→ DATA TO USE
════════

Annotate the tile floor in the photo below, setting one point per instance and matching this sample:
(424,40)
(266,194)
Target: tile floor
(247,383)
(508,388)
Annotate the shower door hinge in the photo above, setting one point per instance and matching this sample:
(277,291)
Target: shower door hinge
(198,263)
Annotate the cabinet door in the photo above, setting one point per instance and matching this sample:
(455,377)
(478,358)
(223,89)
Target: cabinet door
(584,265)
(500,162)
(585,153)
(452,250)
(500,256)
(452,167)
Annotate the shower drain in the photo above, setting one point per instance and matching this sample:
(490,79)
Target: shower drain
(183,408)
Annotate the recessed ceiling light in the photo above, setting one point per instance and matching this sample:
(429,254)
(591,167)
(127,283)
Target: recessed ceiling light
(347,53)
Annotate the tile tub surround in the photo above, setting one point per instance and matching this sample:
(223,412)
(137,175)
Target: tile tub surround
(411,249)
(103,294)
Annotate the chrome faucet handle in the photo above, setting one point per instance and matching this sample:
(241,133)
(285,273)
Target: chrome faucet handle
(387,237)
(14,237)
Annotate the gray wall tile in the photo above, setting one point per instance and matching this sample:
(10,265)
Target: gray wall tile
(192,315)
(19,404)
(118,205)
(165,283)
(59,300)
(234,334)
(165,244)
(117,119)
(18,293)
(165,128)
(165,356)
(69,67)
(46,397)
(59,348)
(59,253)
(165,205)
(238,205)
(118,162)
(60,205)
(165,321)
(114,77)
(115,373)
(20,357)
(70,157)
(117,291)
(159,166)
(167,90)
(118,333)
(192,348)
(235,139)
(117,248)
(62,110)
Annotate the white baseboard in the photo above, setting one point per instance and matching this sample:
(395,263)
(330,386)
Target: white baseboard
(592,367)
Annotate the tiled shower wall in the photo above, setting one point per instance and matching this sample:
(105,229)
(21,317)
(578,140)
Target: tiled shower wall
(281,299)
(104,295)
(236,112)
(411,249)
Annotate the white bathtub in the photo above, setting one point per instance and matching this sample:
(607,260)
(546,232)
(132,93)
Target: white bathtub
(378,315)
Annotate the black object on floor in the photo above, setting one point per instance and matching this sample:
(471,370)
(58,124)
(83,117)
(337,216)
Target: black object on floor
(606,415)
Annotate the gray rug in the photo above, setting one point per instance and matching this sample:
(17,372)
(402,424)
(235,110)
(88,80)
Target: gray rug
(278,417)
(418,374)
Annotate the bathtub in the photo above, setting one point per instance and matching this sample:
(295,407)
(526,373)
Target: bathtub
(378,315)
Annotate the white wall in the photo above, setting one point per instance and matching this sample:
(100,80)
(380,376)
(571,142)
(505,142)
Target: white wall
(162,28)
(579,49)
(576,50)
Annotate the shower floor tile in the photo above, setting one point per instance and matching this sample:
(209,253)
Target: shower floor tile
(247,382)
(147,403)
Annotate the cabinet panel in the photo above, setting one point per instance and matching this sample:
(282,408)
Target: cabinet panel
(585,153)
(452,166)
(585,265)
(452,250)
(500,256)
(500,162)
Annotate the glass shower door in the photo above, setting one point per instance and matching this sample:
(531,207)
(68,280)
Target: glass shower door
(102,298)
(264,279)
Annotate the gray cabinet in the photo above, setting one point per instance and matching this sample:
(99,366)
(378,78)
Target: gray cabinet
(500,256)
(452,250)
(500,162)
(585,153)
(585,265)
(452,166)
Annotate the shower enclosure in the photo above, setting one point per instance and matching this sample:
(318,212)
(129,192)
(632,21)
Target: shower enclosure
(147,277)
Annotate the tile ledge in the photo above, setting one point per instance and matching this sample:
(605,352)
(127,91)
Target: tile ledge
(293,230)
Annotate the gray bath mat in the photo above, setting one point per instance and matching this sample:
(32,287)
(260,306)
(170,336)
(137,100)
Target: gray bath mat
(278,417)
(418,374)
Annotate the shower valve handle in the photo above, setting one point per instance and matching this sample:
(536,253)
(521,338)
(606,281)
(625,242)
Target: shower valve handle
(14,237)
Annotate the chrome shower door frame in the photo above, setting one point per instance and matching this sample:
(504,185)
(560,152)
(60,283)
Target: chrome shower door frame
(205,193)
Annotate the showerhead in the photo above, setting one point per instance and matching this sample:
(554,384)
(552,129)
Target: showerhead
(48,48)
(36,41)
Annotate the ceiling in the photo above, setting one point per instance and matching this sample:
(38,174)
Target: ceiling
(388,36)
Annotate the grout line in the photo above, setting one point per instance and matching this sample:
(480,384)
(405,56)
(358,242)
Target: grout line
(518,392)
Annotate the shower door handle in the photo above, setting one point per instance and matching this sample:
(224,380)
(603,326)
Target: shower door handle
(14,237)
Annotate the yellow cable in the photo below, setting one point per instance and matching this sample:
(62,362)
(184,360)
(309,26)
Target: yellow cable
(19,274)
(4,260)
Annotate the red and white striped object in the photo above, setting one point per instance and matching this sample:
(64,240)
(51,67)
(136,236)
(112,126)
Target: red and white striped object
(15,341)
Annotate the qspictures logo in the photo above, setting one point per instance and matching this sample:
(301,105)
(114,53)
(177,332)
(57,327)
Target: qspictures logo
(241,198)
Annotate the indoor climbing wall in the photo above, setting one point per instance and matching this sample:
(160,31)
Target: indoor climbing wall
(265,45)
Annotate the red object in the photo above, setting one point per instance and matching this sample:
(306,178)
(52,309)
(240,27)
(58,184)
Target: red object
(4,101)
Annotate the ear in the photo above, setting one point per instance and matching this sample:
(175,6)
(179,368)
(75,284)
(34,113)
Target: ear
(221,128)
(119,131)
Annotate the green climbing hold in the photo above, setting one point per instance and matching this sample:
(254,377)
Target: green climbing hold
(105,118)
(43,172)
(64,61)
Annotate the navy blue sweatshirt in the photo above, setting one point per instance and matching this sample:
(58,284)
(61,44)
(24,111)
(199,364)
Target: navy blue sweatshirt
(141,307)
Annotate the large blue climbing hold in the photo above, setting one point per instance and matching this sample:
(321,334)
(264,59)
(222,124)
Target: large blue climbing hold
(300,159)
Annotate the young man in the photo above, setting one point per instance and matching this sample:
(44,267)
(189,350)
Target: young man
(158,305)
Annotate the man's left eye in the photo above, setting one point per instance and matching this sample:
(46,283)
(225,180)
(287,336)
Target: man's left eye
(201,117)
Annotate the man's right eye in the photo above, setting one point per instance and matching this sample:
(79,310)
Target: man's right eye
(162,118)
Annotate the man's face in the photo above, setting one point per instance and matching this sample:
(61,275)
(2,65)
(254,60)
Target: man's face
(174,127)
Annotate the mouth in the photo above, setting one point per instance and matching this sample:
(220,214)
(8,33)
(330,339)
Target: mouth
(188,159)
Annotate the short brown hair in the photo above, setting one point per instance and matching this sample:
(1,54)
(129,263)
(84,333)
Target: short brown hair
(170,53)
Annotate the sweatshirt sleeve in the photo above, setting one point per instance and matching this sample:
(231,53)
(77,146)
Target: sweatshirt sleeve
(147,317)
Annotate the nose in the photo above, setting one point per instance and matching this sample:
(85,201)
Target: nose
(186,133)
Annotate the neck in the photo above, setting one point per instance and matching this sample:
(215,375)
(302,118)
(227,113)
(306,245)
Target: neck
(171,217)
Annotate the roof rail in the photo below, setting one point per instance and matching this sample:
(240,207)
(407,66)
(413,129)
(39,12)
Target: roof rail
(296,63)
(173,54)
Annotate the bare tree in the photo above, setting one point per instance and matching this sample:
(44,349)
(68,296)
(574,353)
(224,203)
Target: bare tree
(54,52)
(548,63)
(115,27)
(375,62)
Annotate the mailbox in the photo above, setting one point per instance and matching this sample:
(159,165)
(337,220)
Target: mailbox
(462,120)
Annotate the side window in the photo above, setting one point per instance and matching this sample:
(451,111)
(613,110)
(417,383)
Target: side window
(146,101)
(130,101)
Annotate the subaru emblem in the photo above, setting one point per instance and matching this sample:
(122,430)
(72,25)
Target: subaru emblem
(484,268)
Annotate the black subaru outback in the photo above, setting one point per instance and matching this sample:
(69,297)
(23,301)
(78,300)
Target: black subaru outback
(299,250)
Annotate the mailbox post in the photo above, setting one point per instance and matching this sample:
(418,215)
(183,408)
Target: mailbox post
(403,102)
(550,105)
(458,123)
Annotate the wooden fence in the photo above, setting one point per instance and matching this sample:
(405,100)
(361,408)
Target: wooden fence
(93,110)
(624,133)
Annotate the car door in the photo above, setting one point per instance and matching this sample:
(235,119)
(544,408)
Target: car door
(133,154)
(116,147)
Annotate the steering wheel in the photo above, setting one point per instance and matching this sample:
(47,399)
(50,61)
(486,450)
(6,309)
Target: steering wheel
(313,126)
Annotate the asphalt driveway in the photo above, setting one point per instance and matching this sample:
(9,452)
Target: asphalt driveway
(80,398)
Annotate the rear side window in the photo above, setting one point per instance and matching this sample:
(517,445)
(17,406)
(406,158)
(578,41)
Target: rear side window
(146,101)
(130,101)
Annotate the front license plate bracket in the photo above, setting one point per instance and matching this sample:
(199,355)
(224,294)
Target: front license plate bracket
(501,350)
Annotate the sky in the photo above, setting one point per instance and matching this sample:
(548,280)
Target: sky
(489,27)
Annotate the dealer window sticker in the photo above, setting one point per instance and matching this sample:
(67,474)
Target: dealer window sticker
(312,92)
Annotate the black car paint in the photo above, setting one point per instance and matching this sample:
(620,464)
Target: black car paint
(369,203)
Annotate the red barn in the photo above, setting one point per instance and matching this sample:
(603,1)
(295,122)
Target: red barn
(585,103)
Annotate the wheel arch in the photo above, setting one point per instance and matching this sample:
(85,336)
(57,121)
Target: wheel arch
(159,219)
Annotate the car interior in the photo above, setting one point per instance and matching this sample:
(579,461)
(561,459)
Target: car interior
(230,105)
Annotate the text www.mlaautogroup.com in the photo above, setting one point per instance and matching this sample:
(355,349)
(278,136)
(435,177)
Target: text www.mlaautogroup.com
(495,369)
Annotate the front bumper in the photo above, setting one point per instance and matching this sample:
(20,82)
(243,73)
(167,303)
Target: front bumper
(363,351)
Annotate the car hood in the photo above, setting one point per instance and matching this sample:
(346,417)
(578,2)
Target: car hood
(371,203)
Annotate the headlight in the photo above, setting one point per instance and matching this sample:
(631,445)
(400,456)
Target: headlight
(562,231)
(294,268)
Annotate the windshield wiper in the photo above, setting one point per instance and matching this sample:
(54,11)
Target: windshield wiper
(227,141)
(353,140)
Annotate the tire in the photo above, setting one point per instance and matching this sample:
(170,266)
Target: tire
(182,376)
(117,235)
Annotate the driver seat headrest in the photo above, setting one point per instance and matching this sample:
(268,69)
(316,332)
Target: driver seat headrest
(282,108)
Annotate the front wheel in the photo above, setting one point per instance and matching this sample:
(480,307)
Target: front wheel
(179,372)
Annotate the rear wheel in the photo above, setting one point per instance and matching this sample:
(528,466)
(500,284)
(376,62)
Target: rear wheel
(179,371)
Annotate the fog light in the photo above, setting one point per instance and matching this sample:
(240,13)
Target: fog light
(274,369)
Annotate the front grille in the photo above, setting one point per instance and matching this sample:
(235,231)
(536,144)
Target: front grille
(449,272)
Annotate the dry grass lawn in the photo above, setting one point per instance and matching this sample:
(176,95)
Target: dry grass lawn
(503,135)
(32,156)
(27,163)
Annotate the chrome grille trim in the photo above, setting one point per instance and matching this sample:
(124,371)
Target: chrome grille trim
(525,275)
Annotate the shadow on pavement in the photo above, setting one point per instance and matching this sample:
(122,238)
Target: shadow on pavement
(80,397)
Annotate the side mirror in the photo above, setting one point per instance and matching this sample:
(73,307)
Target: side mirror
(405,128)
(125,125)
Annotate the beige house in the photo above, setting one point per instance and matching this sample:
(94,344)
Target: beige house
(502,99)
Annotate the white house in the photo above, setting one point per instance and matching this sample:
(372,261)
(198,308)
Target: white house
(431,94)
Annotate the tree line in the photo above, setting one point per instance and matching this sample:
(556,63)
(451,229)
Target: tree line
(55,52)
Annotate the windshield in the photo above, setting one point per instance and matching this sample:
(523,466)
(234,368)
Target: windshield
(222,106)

════════

Please recast the lines of the listing above, from the one containing "Annotate the tree" through the end of the listing, both included, as a Markdown table with the columns Row and Line, omitting any blank lines.

→ SOLUTION BELOW
| Row | Line |
|---|---|
| 1 | Annotate the tree line in the photo above, setting one point per instance and matching this sample: |
| 2 | (556,63) |
| 3 | (451,229) |
| 4 | Target: tree line |
| 5 | (55,52) |
| 6 | Annotate the windshield in the photo above, setting one point per instance and matching this sample: |
| 7 | (523,466) |
| 8 | (234,368) |
| 9 | Target: windshield |
| 10 | (222,106) |